[[ DATA FOR THE TASK open ]]
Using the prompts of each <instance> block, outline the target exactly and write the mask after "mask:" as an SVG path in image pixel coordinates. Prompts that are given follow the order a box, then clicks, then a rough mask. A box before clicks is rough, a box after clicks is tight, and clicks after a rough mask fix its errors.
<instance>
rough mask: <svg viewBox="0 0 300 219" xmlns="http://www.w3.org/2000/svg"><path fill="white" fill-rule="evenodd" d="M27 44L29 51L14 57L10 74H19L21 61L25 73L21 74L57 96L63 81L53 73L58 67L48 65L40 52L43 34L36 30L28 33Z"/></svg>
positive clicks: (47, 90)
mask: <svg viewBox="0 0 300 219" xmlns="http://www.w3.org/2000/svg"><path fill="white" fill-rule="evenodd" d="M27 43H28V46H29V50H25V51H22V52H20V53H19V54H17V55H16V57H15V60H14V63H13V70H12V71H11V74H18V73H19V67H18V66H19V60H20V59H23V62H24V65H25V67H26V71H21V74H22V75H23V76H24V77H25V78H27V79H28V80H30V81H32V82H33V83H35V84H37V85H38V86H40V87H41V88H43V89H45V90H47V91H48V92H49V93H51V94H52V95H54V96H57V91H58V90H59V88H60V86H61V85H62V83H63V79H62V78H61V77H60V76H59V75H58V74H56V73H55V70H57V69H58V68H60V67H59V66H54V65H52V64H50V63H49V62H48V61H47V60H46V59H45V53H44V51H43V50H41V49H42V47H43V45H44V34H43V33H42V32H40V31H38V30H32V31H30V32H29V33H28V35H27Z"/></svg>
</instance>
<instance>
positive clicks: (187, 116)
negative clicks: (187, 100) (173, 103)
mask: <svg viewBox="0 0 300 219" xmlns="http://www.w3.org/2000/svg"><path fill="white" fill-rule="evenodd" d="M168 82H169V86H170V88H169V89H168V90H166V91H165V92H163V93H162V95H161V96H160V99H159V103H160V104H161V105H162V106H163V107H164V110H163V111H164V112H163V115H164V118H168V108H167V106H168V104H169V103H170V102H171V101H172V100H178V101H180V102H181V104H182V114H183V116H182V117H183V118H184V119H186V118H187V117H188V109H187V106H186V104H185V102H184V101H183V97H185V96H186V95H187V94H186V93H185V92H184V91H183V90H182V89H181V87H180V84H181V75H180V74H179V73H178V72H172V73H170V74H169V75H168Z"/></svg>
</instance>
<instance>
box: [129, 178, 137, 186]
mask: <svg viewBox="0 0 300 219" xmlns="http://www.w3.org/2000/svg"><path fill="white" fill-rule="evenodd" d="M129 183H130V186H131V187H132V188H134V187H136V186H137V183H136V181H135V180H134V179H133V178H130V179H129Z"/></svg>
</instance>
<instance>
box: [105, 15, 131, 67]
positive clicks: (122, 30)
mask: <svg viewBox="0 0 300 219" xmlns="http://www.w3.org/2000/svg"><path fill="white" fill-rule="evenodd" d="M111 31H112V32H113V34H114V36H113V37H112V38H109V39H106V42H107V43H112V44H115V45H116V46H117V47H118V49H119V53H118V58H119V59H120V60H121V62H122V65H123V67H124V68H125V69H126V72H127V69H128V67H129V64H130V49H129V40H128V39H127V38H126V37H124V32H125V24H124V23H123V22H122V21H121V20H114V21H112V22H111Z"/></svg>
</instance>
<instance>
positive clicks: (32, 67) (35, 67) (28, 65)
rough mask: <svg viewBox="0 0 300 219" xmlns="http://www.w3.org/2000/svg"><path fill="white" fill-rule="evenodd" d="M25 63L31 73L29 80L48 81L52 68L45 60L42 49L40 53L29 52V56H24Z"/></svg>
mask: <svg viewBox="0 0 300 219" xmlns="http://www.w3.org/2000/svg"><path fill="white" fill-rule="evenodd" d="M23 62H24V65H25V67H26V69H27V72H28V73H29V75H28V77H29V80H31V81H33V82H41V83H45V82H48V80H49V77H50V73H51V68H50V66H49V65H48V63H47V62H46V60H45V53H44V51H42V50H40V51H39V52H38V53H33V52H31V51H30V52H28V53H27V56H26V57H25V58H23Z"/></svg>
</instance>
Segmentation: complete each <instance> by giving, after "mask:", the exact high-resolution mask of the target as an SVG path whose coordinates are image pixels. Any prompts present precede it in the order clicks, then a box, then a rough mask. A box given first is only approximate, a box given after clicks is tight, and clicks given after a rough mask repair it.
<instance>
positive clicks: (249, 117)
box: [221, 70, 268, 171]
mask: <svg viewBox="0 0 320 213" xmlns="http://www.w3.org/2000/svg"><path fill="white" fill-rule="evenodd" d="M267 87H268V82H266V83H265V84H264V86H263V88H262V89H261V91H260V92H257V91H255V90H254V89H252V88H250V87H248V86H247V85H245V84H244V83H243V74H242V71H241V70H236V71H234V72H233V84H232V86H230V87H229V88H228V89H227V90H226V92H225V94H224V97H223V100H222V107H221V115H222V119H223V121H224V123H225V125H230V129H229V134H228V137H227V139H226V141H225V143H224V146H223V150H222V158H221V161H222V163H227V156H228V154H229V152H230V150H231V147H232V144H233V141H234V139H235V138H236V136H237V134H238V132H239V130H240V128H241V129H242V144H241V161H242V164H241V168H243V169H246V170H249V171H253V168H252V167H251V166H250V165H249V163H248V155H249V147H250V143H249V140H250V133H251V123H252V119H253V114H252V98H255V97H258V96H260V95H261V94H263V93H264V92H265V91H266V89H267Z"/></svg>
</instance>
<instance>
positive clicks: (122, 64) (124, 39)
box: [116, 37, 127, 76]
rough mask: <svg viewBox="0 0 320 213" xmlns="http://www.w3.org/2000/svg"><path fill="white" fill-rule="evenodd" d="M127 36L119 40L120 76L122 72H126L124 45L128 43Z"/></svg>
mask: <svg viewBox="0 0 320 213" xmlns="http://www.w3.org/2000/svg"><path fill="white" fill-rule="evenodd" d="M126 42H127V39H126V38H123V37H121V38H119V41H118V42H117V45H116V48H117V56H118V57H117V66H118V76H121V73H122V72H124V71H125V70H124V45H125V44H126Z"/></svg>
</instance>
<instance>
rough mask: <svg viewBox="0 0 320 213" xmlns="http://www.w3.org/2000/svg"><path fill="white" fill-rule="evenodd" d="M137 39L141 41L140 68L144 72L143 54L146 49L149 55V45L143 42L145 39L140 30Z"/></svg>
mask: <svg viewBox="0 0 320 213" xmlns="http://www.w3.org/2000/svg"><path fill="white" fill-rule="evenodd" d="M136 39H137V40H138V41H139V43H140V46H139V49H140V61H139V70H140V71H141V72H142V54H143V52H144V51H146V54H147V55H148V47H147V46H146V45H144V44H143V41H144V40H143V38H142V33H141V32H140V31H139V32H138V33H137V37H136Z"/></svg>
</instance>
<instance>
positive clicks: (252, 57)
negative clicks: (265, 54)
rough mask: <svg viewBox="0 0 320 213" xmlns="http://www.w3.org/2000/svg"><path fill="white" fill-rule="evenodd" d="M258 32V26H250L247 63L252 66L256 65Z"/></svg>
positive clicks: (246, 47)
[[ DATA FOR THE TASK closed ]]
THE TASK:
Say how many lines of the listing above contain "coordinates". Include nothing besides the number.

RESPONSE TO THE EXERCISE:
2